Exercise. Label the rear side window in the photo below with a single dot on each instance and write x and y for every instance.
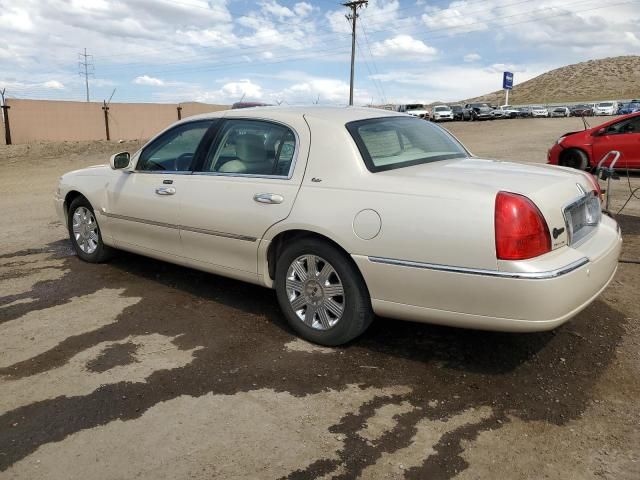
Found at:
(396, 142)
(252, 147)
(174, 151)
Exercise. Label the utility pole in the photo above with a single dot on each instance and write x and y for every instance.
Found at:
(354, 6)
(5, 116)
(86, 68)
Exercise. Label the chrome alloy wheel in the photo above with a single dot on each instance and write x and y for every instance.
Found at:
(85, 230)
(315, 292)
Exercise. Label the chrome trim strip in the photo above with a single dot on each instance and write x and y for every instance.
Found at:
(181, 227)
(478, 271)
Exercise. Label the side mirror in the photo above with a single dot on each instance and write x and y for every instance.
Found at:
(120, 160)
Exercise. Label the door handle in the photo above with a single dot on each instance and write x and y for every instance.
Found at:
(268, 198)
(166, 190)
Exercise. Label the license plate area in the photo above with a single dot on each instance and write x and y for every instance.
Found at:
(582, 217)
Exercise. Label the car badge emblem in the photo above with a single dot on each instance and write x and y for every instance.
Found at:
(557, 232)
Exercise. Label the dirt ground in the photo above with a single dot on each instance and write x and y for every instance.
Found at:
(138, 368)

---

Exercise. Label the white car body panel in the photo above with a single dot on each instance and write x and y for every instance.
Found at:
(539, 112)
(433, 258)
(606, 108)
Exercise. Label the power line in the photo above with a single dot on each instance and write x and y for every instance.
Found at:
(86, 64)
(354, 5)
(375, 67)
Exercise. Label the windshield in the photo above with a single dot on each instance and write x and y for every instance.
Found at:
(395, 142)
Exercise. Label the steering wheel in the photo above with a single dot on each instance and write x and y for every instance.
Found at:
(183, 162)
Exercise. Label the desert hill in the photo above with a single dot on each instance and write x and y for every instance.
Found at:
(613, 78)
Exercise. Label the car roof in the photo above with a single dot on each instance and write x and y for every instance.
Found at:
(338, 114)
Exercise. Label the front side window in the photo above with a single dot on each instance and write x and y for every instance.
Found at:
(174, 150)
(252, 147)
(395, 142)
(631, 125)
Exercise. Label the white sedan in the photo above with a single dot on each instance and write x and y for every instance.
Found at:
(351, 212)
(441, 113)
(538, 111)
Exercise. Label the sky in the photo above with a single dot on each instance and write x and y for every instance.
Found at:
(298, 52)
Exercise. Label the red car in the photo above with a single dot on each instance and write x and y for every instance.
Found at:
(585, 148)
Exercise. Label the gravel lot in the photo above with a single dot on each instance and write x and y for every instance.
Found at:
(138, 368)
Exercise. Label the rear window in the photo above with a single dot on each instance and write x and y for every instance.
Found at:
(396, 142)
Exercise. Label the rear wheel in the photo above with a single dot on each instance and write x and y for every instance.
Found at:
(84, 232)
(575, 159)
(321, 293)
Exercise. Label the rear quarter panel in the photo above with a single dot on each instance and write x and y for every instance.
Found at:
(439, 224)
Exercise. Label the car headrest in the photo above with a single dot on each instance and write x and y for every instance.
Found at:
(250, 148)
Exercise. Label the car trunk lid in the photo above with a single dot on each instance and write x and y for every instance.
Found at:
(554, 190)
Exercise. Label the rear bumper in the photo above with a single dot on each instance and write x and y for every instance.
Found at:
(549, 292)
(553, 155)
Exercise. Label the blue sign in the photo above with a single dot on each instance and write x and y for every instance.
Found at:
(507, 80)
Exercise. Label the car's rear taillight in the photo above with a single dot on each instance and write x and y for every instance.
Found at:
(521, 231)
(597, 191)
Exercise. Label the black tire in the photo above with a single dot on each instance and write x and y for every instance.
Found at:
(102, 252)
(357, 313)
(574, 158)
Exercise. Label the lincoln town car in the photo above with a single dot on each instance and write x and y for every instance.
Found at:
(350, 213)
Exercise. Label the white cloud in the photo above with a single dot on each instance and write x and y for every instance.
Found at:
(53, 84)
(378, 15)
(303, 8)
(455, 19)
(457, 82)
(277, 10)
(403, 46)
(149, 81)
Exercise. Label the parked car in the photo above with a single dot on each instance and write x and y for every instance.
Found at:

--

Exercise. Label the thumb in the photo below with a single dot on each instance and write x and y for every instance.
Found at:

- _Try it_
Wherever the word "white" appears in a line of the data, copy that line.

- _Answer to this exercise_
Exercise. Label the white car body panel in the photo above with a single dot on each instance and write x and y for every instance.
Exercise. Label the white sedan in the photo above with a single dot on each instance and write x and y for every instance.
Exercise. Label the white cloud in the photo above with a single dot on each instance and write x and y for every instance.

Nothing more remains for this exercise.